Hopefully, you’re reading this because you’ve made a connection with an animal before. You’ve had your Benny. Or maybe you haven’t yet, but you will. Or you want to. My message, the message from all of us in the animal welfare community, is simple: Take a picture of your Benny, put it in an imaginary locket. Then, with the love you feel for your Benny, hold it in your hands so tightly that you become an alchemist; the love you feel for one becomes the love you feel for all. It is all one. Let the love you feel for your Benny expand until it is love for all Bennys.
The world is full of cats who need homes, wonderful, exhilarating, maddening cats. Let them into your life. If you don’t neuter or spay your animal companion, and they have a litter of twelve kittens, say, you may have shown your children the miracle of birth, and it may be one of the cutest things ever watching those kittens grow, explore, and learn to love the world around them. But know that, on the other end of that string, twelve cats in your neighborhood shelter die the next day. The math is simple and irrefutable.

# SOURCE MATERIAL
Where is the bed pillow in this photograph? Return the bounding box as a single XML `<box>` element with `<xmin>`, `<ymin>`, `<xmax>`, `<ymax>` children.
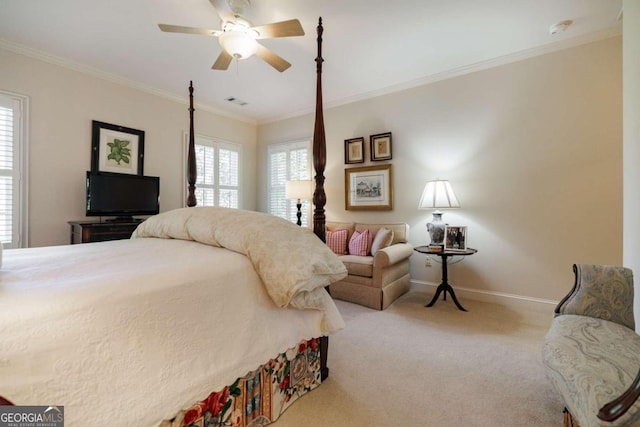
<box><xmin>349</xmin><ymin>229</ymin><xmax>371</xmax><ymax>256</ymax></box>
<box><xmin>371</xmin><ymin>227</ymin><xmax>393</xmax><ymax>255</ymax></box>
<box><xmin>326</xmin><ymin>230</ymin><xmax>349</xmax><ymax>255</ymax></box>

# PROBLEM SET
1. In the passage on loving animals, list the words used to describe the cats that need homes.
2. Pick up the passage on loving animals and adopting cats after its final sentence, and keep writing it.
These lines were taken from a separate source.

# RESPONSES TO THE TASKS
1. wonderful, exhilarating, maddening

2.
We can achieve a world where no animals have to die needlessly; today, I truly believe this, to the core of my being. The responsibility we have is toward the alchemy that has nothing to do with our heads. I spent SO many years looking for the unifying theories of behavior—what makes cats tick? Why do cats do this? Why do cats do that? It’s simply just a waste of our collective breath. It saddens me so much when I think of the flawed understanding that protected me from loving that boy too much. Theorizing, explaining away, predicting behavior, empirical data—these are the psuedoscientific mechanisms that kept him at a distance, and kept the lessons at bay until now, some time after the dust from his passing has settled. Learn the story of your cat, but not like I learned the story of Benny; learn the lessons in animal time, assimilating ecstatic love and debilitating pain in the present moment. If you want to love them, learn to love like they do—firmly in the now.
Take the love you feel for one and love all. The process, I’m here to say, is terrifying. Loving the world is not like the trust fall exercise you did in EST, summer camp, or your last corporate retreat; loving the world is far bigger than that, far riskier, and far more impossible. And if you’re like me, you continually ask the universe to come closer, like a stranger you’re trying to pick up at a bar. When you kiss the universe passionately and she says she loves you, however, you run as fast and as far as you can, as if she were the cartoon skunk.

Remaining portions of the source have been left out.